**PROBLEM DESCRIPTION**
Within the records below, reproduce without change the lines from the line that has "Pick out the person sitting" through the line that has "Pick out the sign", and only those.

**LISTED ENTRIES**
++++++++

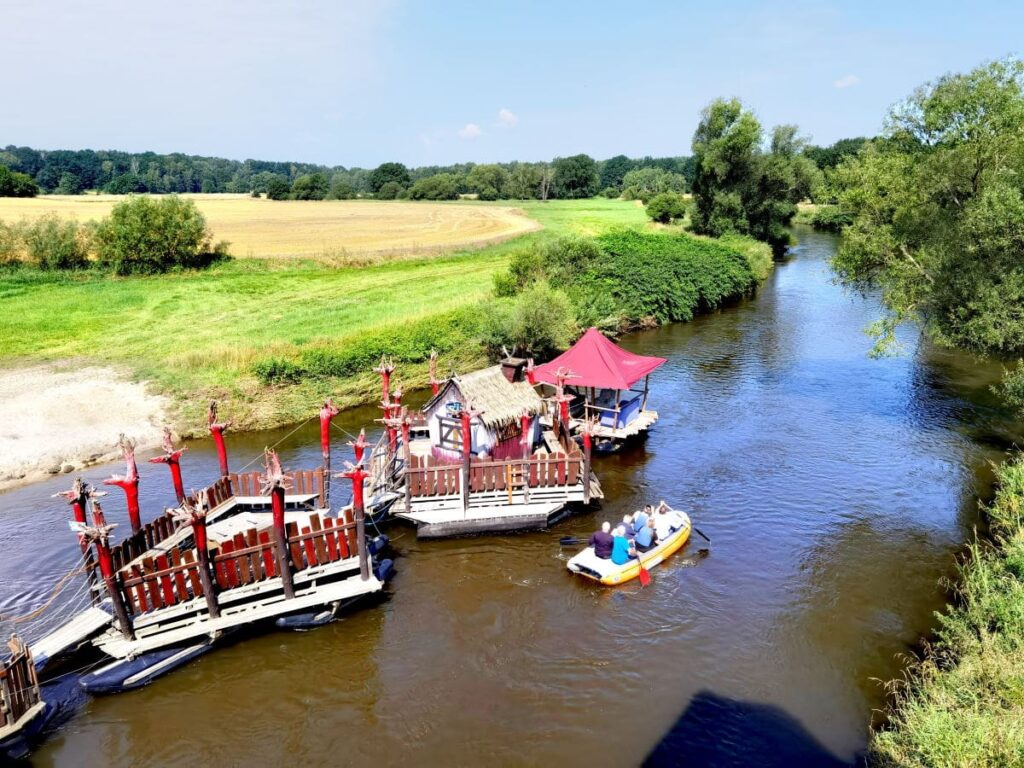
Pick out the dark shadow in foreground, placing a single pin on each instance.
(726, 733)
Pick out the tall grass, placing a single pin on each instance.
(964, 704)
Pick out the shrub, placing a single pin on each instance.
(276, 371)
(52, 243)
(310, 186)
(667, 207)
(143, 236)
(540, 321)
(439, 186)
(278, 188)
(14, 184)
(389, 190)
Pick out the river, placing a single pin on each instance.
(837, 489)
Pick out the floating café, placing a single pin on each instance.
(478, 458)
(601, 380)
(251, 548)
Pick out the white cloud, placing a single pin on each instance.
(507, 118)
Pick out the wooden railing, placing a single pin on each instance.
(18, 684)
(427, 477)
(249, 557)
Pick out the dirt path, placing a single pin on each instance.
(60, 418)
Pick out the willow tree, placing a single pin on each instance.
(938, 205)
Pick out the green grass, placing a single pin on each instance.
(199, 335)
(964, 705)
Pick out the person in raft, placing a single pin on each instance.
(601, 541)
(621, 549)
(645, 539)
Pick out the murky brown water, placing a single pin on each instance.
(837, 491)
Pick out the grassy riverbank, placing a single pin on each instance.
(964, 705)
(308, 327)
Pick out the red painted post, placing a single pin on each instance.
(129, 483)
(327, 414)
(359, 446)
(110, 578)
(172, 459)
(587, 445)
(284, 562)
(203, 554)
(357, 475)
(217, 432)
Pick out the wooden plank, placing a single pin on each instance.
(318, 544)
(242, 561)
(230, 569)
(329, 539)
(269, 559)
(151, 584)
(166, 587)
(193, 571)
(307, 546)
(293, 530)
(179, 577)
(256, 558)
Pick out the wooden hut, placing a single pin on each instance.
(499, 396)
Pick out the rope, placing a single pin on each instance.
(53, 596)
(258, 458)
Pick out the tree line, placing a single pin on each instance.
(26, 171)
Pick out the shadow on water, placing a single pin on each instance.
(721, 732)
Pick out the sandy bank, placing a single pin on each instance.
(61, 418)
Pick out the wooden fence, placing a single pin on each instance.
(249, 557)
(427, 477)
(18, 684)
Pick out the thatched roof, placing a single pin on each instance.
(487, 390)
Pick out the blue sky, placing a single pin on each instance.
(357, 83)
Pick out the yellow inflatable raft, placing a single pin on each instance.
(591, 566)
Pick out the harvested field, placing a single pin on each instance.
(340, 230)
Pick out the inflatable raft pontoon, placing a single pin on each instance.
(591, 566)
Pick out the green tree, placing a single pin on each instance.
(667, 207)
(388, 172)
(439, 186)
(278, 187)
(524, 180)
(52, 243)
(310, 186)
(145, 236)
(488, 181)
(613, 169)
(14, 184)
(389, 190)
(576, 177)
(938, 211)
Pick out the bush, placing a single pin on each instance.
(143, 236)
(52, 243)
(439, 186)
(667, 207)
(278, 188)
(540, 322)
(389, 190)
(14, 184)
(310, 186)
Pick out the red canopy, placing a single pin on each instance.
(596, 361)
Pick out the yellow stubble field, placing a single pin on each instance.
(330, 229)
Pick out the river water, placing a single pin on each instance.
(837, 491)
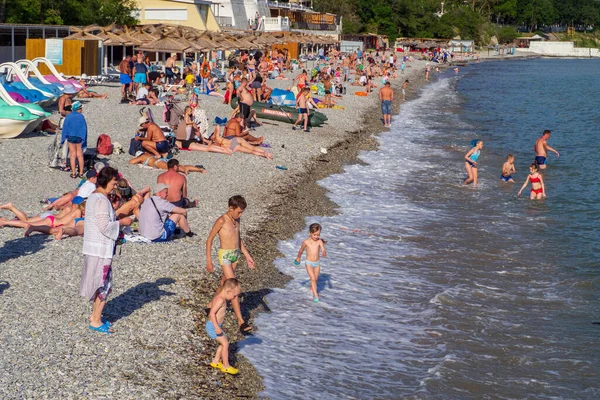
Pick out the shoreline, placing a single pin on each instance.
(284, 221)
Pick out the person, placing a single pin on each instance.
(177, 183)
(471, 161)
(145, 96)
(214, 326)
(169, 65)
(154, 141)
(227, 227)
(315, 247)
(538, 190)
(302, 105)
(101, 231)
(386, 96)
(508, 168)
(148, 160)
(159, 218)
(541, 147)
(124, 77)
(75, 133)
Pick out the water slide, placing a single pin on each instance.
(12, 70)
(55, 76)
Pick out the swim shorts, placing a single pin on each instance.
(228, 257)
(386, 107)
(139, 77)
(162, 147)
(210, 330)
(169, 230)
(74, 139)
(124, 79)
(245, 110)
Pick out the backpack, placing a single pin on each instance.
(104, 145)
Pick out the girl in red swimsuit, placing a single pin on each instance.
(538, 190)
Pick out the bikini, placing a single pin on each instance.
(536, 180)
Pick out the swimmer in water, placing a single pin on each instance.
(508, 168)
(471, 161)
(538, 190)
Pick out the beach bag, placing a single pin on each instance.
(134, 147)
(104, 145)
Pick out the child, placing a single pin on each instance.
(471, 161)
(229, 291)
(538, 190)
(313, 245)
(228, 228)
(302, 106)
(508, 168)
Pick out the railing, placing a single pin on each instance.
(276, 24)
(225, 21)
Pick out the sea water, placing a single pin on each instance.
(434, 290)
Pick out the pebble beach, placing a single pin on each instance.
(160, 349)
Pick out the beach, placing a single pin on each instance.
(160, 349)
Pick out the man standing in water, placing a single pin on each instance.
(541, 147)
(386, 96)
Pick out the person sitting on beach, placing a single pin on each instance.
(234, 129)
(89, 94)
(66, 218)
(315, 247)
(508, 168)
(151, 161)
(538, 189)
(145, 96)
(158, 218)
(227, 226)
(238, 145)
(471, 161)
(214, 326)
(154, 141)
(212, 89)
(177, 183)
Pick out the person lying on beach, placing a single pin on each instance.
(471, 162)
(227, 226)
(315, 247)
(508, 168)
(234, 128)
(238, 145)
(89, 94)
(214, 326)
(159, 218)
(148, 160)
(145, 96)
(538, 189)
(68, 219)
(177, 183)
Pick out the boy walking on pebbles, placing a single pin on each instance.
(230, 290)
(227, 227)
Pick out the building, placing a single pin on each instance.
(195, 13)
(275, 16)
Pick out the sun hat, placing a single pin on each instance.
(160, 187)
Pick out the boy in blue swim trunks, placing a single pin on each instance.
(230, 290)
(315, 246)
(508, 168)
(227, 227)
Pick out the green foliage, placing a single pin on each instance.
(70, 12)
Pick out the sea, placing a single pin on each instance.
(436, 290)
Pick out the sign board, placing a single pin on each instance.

++++++++

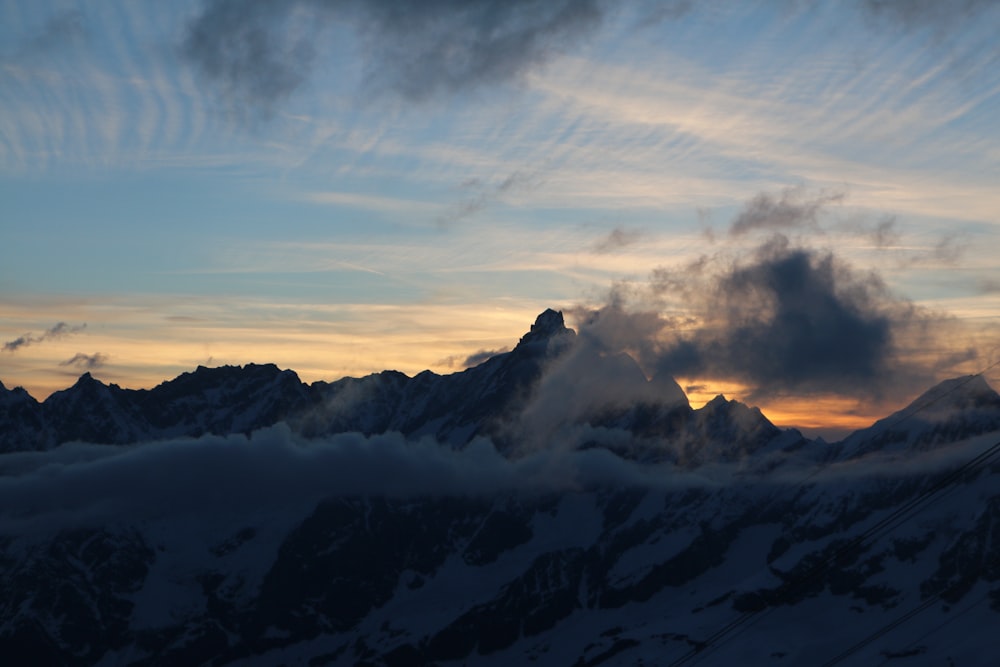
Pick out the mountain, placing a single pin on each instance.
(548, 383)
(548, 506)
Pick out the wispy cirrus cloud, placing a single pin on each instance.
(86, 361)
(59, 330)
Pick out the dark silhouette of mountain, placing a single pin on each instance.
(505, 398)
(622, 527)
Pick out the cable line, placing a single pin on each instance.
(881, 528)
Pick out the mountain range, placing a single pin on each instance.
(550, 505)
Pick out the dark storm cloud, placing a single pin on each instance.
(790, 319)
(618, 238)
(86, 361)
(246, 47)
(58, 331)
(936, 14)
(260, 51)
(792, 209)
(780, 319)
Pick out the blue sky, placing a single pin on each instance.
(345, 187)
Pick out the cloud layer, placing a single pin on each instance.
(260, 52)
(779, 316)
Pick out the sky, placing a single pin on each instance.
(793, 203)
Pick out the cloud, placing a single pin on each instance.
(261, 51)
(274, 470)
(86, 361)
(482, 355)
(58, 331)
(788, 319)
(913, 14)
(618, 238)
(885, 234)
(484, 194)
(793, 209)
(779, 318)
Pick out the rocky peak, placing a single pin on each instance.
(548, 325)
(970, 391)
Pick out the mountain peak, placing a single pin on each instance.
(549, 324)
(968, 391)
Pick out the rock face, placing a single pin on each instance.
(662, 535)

++++++++

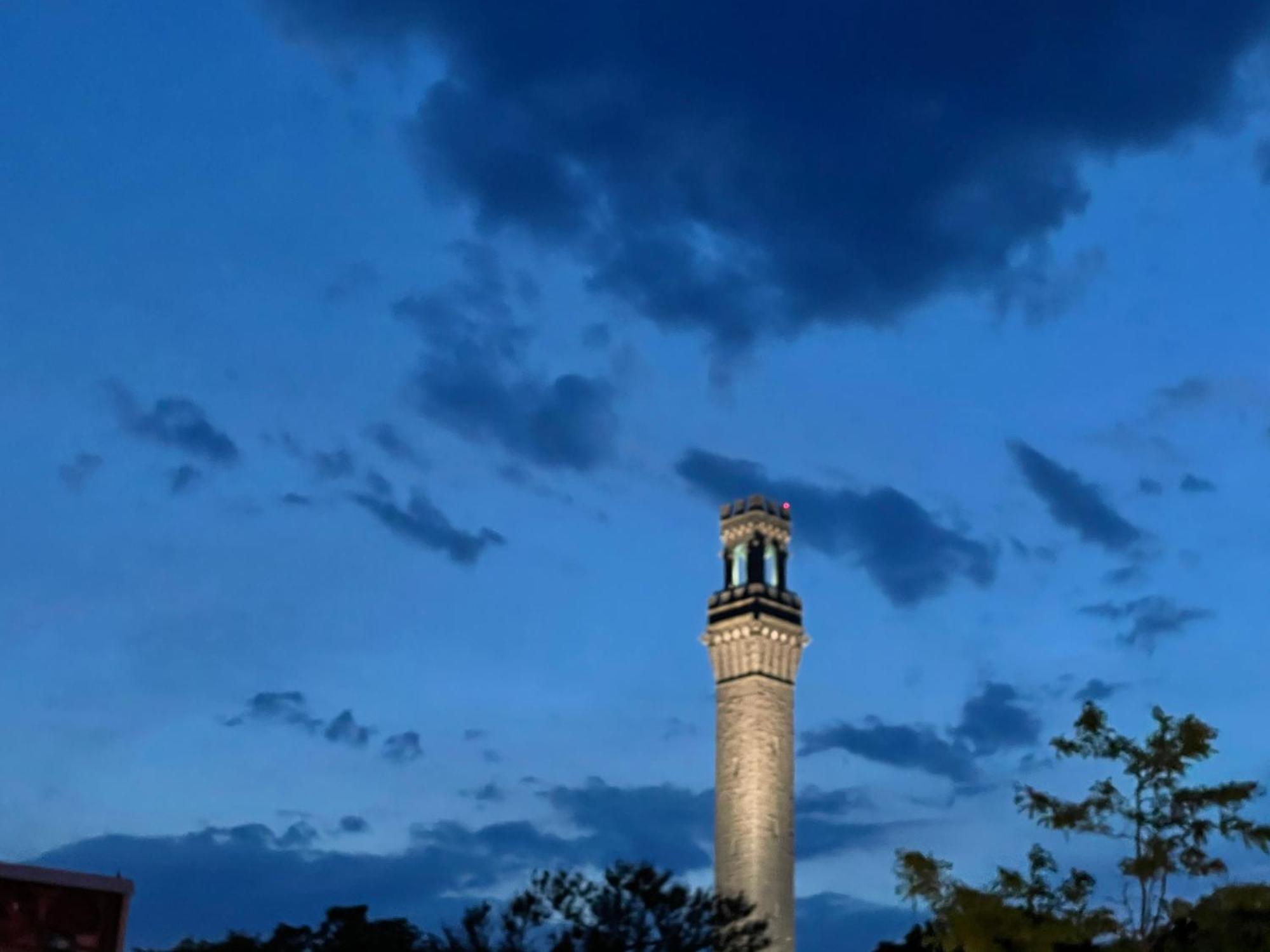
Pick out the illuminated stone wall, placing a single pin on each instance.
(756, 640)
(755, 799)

++++++++

**SOLUTION**
Pick out the person sitting on beach, placing a single pin on each instance.
(234, 129)
(89, 94)
(66, 218)
(315, 247)
(508, 168)
(151, 161)
(538, 189)
(145, 96)
(158, 218)
(227, 226)
(238, 145)
(471, 161)
(214, 326)
(154, 141)
(212, 89)
(177, 183)
Pick out the person lying on beach, placing a single pin on each instance.
(471, 162)
(227, 226)
(315, 247)
(508, 168)
(234, 128)
(238, 145)
(89, 94)
(214, 326)
(159, 218)
(148, 160)
(145, 96)
(538, 189)
(68, 219)
(177, 183)
Pick out the boy walking on pebbles, placing a single pin on each instance.
(230, 290)
(227, 227)
Pick out the building, placing a single pin on each instance.
(195, 13)
(275, 16)
Pick out the sun hat, placing a single pin on each instance.
(160, 187)
Pick out the boy in blue swim trunks, placing a single pin on each instance.
(230, 290)
(315, 246)
(508, 168)
(227, 227)
Pick out the green foliage, placing a single pin on each instance.
(70, 12)
Pick out the sea, placing a single pin on each instance.
(436, 290)
Pick out the sign board, placing a single pin on each instance.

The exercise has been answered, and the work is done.